▶ [RECORD LIST]
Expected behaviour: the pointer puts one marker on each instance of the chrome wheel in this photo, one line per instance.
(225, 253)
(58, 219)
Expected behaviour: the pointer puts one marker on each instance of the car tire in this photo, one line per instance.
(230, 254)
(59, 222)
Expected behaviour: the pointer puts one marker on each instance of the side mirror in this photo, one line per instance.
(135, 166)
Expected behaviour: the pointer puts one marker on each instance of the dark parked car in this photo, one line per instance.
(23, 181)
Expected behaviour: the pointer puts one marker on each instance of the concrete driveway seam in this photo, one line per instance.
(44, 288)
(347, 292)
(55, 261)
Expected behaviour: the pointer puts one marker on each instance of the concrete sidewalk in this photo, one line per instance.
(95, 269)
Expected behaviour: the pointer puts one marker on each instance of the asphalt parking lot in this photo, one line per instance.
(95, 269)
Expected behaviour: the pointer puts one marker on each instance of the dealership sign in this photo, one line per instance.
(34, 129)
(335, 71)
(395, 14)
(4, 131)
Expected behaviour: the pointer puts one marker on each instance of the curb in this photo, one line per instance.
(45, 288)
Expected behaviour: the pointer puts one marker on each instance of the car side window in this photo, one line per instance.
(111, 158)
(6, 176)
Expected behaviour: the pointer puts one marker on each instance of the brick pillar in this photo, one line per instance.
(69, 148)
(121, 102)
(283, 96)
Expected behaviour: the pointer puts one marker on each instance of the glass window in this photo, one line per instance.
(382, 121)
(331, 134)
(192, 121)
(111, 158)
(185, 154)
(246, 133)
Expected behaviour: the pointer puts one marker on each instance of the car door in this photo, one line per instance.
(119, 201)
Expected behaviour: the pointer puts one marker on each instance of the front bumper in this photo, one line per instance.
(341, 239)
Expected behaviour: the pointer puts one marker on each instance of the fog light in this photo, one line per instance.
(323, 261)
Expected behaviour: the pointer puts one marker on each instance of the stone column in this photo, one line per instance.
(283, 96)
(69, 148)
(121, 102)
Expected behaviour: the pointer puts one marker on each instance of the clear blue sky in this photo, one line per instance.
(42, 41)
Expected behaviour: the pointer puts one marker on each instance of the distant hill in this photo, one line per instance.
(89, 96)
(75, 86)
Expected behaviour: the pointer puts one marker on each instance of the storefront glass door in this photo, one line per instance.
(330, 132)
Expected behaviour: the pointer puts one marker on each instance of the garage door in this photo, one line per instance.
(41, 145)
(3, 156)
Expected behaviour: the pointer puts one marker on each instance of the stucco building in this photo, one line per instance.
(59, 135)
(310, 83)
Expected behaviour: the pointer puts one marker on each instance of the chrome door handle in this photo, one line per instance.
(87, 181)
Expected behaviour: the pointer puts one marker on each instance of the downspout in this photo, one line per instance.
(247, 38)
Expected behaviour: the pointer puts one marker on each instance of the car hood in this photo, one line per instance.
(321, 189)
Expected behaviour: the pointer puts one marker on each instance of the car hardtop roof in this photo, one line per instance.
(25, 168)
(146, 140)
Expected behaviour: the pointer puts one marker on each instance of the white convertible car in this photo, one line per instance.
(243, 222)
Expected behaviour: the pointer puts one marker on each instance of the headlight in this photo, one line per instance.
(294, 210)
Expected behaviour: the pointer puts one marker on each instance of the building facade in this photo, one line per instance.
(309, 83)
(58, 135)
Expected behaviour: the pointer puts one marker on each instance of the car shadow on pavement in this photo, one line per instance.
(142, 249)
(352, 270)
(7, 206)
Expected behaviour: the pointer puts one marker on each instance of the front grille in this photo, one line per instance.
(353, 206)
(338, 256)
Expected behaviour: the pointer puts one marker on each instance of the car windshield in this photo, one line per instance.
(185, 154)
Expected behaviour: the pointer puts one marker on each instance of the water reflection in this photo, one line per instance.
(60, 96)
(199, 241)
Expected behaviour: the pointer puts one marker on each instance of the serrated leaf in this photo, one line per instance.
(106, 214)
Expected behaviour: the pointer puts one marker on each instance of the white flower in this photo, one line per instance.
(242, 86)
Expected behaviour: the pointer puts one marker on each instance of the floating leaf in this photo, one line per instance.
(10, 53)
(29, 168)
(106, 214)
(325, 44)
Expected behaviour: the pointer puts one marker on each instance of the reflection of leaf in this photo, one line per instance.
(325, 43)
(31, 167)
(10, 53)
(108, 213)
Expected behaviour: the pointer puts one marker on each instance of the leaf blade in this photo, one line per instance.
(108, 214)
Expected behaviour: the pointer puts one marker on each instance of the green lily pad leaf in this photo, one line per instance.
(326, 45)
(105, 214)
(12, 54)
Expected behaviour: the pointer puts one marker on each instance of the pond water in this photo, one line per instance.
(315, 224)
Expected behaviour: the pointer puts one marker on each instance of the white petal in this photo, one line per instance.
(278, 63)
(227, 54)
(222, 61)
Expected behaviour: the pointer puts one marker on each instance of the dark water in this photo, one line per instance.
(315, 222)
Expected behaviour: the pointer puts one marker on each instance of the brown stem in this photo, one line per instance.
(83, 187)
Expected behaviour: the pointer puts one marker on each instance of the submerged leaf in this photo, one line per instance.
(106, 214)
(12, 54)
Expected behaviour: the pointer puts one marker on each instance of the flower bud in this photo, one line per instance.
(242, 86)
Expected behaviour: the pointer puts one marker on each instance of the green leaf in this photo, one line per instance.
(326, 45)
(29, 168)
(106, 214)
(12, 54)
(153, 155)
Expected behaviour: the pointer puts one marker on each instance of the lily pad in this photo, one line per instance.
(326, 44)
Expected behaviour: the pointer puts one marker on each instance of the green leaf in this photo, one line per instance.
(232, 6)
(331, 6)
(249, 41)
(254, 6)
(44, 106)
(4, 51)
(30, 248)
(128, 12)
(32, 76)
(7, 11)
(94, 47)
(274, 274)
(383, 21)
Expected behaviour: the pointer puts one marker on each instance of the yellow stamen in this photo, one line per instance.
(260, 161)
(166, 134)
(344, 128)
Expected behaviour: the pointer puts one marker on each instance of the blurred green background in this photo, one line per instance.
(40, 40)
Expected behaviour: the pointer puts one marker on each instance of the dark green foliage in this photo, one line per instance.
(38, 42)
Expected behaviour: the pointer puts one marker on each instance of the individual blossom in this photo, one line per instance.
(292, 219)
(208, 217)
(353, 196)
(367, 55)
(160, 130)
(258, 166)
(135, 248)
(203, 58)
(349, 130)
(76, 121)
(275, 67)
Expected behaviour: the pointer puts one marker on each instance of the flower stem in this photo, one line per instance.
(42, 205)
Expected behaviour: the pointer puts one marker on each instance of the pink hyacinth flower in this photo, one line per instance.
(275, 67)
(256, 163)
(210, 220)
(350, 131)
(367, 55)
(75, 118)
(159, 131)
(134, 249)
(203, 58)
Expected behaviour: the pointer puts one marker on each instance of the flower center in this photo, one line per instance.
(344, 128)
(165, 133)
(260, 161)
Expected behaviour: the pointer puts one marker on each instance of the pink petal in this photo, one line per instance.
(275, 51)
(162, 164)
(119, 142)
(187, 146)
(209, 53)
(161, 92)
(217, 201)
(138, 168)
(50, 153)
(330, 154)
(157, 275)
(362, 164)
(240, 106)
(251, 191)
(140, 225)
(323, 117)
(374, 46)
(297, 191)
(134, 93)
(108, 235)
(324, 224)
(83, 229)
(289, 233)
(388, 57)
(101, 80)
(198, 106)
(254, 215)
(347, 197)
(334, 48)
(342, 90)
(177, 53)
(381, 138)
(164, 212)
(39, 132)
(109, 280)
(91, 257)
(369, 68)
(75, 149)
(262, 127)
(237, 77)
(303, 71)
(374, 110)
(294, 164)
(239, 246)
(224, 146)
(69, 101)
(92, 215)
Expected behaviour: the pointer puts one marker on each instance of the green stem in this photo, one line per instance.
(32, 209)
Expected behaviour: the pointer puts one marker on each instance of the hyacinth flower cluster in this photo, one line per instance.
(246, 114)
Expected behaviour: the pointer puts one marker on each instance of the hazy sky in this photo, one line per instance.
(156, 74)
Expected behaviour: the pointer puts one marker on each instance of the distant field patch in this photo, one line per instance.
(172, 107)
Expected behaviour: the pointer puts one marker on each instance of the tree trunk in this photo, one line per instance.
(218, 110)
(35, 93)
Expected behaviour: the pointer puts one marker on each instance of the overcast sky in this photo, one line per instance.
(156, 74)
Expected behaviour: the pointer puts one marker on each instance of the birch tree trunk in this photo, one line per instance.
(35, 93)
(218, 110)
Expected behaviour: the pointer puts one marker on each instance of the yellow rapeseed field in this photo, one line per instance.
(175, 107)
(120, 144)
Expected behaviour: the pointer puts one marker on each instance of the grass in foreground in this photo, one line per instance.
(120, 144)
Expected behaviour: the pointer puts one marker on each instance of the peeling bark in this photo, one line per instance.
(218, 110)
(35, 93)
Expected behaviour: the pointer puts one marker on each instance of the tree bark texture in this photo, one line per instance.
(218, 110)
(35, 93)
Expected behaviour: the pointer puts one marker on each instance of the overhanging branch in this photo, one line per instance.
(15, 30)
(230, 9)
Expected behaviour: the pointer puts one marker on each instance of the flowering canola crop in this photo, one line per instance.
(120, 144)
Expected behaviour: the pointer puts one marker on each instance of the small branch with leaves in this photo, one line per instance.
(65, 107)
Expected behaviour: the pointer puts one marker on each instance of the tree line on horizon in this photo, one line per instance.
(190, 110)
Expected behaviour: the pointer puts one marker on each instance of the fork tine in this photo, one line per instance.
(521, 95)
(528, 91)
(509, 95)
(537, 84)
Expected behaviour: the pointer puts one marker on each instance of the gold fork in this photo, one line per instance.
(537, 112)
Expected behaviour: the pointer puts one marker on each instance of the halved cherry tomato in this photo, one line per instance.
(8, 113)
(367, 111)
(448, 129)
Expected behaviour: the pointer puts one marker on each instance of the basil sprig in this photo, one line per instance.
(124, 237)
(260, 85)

▶ [DIRECTIONS FOR THIS TASK] Reproduce the lines from the one containing "texture in this photo, one line per instance." to the end of the entries, keeping both ends and adding nothing.

▶ [RESPONSE FOR THIS EXERCISE]
Expected behaviour: the pointer puts one marker on each instance of the tree bark texture in this photo, one line per instance.
(218, 110)
(35, 93)
Expected behaviour: the pointer puts one marker on each instance of the overhanging branch in this photo, one line per instance.
(15, 30)
(230, 9)
Expected behaviour: the pointer puts one marker on each instance of the flowering canola crop in this photo, one line per instance.
(120, 144)
Expected behaviour: the pointer puts one marker on each instance of the small branch with leaves in this photo, one line per instance.
(65, 107)
Expected behaviour: the pointer puts one marker on each instance of the tree line on horizon in this photo, one line per instance.
(190, 110)
Expected behaviour: the pointer puts one marker on each instance of the fork tine in this photo, one line per instance.
(521, 95)
(528, 91)
(509, 95)
(537, 84)
Expected behaviour: the pointer puts one marker on each instance of the gold fork in this photo, one line per instance.
(537, 112)
Expected behaviour: the pointer puts one marker on each instance of the halved cherry tomato in this photo, one line per instance.
(8, 113)
(367, 111)
(448, 129)
Expected behaviour: the pointer puts one marker on each instance of the basil sprig in this photo, one line per instance.
(124, 237)
(260, 85)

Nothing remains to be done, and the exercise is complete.